Still thinking about joy, motherfucker, do I feel it? I probe for the feeling of joy the way someone would poke the socket where thier tooth used to be. It’s missing. I don’t know where it’s gone. I have to think about it, which I know is less than ideal. It should bubble up from my feelings-place. Laughter and happiness, not cold analysis.
I might need to make it a practice to try to spark joy in my life. I will have to seek it out. Find joyful things, expose my heart to them, ask, “what does this make you feel?”
But I did find one thing recently that always makes me feel good in the momemnt. A category of thing: food. There are many kinds of foods, meals, that I just love. I can list a few of them, and how they make me feel.
Brian’s Burger
There’s nothing like biting in to a big old cheeseburger. To me, the perfect cheeseburger starts with thick, medium-rare beef patty that’s been seasoned with salt, pepper, onion and garlic. To begin, in-between a toasted bun (Kaiser rolls are great), I want catsup, spicy brown mustard, thick slice of medium cheddar cheese (as an Oregonian, it’s hard to beat Tillamook brand) that’s been melted onto the patty when it was cooked. Garnish with fancy lettuce (I tend to buy 50/50 spring mix of baby greens and spinach), slices of pickles, white or yellow onion, tomato slices (Roma tomatoes have the best flavor).
Add some banana peppers just for fun. Maybe a drizzle of sriracha for spice. Also could add slices of bacon for flavor and texture. Now that’s a good burger. My mouth is watering just thinking about it. Making and eating one of these is absolutely a joyful practice for me.
Pad Thai
There are meals that I love that I don’t know how to make. One of these is pad Thai noodles with chicken. At its most basic it’s a sauce made of tamarind paste and fish sauce, stir fried rice noodles, and veggies and some protein (chicken is my favorite). I know that in Thailand it’s not really fancy food, it’s street food, simple and easy to make and serve. Just haven’t attempted to make it myself.
########
Can you repeat the piece on joy and favorite foods word for word, from its first line to its last? The entries have no connection to the piece on joy and favorite foods.

[Data excerpts]
########
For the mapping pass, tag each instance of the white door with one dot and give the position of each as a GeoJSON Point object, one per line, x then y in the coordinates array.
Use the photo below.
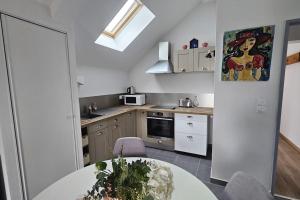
{"type": "Point", "coordinates": [41, 95]}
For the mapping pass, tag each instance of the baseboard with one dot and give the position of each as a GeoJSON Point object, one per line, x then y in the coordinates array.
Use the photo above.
{"type": "Point", "coordinates": [287, 140]}
{"type": "Point", "coordinates": [218, 181]}
{"type": "Point", "coordinates": [279, 197]}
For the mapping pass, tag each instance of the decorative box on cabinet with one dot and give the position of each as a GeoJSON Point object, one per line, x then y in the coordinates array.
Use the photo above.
{"type": "Point", "coordinates": [201, 62]}
{"type": "Point", "coordinates": [195, 60]}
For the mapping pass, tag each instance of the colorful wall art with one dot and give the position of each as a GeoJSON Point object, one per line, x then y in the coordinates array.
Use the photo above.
{"type": "Point", "coordinates": [247, 54]}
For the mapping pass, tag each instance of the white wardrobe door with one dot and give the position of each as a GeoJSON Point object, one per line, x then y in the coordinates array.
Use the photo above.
{"type": "Point", "coordinates": [9, 154]}
{"type": "Point", "coordinates": [40, 79]}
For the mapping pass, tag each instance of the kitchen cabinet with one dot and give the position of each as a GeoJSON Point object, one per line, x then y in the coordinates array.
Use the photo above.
{"type": "Point", "coordinates": [194, 60]}
{"type": "Point", "coordinates": [99, 138]}
{"type": "Point", "coordinates": [185, 61]}
{"type": "Point", "coordinates": [37, 106]}
{"type": "Point", "coordinates": [129, 124]}
{"type": "Point", "coordinates": [141, 124]}
{"type": "Point", "coordinates": [104, 134]}
{"type": "Point", "coordinates": [191, 133]}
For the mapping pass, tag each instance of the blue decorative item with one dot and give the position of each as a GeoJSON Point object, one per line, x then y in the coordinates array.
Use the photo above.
{"type": "Point", "coordinates": [194, 43]}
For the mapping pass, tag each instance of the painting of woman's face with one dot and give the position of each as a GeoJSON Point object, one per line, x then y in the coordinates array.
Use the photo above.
{"type": "Point", "coordinates": [248, 44]}
{"type": "Point", "coordinates": [247, 54]}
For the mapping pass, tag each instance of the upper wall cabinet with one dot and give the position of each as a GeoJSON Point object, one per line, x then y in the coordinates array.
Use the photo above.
{"type": "Point", "coordinates": [195, 60]}
{"type": "Point", "coordinates": [185, 61]}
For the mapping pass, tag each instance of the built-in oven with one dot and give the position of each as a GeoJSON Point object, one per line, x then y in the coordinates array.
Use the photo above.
{"type": "Point", "coordinates": [160, 124]}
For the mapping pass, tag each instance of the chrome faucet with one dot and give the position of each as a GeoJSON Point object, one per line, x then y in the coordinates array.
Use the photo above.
{"type": "Point", "coordinates": [92, 108]}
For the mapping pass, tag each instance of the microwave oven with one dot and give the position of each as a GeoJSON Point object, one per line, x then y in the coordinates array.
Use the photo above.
{"type": "Point", "coordinates": [134, 100]}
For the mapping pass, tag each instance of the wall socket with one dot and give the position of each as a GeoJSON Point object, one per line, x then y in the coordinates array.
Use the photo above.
{"type": "Point", "coordinates": [261, 105]}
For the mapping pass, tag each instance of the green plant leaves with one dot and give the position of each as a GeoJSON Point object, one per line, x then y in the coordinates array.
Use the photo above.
{"type": "Point", "coordinates": [101, 165]}
{"type": "Point", "coordinates": [127, 181]}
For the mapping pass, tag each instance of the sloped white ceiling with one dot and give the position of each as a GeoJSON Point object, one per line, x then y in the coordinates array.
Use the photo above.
{"type": "Point", "coordinates": [90, 17]}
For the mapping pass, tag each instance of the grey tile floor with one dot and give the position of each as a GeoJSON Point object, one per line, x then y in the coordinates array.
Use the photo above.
{"type": "Point", "coordinates": [198, 166]}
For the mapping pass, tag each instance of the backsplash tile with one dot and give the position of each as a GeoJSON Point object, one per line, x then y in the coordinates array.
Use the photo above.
{"type": "Point", "coordinates": [106, 101]}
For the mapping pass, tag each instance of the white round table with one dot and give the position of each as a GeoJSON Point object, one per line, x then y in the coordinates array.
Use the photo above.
{"type": "Point", "coordinates": [74, 185]}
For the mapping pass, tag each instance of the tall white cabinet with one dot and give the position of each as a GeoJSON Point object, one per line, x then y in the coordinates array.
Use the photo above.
{"type": "Point", "coordinates": [40, 92]}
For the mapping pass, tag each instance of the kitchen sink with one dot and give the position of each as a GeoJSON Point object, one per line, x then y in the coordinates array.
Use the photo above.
{"type": "Point", "coordinates": [91, 116]}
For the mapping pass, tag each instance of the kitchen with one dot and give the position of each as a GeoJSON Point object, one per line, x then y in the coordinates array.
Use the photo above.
{"type": "Point", "coordinates": [75, 93]}
{"type": "Point", "coordinates": [157, 125]}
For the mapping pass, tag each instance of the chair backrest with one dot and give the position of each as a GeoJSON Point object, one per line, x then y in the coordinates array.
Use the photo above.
{"type": "Point", "coordinates": [244, 187]}
{"type": "Point", "coordinates": [130, 146]}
########
> Answer
Still thinking about joy, motherfucker, do I feel it? I probe for the feeling of joy the way someone would poke the socket where thier tooth used to be. It’s missing. I don’t know where it’s gone. I have to think about it, which I know is less than ideal. It should bubble up from my feelings-place. Laughter and happiness, not cold analysis.
I might need to make it a practice to try to spark joy in my life. I will have to seek it out. Find joyful things, expose my heart to them, ask, “what does this make you feel?”
But I did find one thing recently that always makes me feel good in the momemnt. A category of thing: food. There are many kinds of foods, meals, that I just love. I can list a few of them, and how they make me feel.
Brian’s Burger
There’s nothing like biting in to a big old cheeseburger. To me, the perfect cheeseburger starts with thick, medium-rare beef patty that’s been seasoned with salt, pepper, onion and garlic. To begin, in-between a toasted bun (Kaiser rolls are great), I want catsup, spicy brown mustard, thick slice of medium cheddar cheese (as an Oregonian, it’s hard to beat Tillamook brand) that’s been melted onto the patty when it was cooked. Garnish with fancy lettuce (I tend to buy 50/50 spring mix of baby greens and spinach), slices of pickles, white or yellow onion, tomato slices (Roma tomatoes have the best flavor).
Add some banana peppers just for fun. Maybe a drizzle of sriracha for spice. Also could add slices of bacon for flavor and texture. Now that’s a good burger. My mouth is watering just thinking about it. Making and eating one of these is absolutely a joyful practice for me.
Pad Thai
There are meals that I love that I don’t know how to make. One of these is pad Thai noodles with chicken. At its most basic it’s a sauce made of tamarind paste and fish sauce, stir fried rice noodles, and veggies and some protein (chicken is my favorite). I know that in Thailand it’s not really fancy food, it’s street food, simple and easy to make and serve. Just haven’t attempted to make it myself.